• [What to produce]: Your task is to write out exactly the lines from the line containing "Expected: one point per instance of the white" through the end of the records, inclusive at both ends.
----------
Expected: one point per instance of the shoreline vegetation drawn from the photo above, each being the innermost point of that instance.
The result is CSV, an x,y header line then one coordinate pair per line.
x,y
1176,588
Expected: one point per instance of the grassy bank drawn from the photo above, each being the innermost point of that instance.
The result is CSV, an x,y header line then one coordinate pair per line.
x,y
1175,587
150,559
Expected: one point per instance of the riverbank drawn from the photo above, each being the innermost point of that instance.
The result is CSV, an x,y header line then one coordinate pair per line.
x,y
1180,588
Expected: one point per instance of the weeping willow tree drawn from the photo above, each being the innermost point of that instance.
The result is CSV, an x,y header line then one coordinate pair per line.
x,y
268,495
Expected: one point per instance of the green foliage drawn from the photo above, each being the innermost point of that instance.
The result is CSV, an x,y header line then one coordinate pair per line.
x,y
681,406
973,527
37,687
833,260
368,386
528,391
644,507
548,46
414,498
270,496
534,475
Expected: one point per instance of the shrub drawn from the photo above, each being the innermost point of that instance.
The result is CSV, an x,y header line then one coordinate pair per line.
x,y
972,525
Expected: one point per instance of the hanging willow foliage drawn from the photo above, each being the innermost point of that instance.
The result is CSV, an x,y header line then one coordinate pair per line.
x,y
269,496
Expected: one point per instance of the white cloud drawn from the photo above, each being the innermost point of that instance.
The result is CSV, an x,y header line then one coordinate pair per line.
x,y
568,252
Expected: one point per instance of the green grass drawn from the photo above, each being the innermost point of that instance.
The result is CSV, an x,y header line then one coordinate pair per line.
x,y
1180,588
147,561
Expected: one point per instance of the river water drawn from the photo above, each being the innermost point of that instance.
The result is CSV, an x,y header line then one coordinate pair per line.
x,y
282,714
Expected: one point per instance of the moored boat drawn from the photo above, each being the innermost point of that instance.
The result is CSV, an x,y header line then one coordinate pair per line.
----------
• [Written answer]:
Expected: one point per instance of the white cloud drawn from the photo above, each being the innermost point of that instance.
The result is CSV, an x,y header line then one coordinate pair per line.
x,y
568,252
Expected: one point per instance of the green grass drawn from the photo above, each being the innermost point of that instance.
The result is CSV, an x,y header line then one coordinate pair per line.
x,y
1180,588
147,561
Expected: one point per instance of the river water drawn from the photo above, each being the innermost point of that instance.
The result is CSV, an x,y header line then one coordinate pair per line.
x,y
282,714
Expected: one point per instance of the moored boat drawn from the photo above, each being the innermost point of that instance.
The result is CSV, an x,y header line then one coordinate pair per line.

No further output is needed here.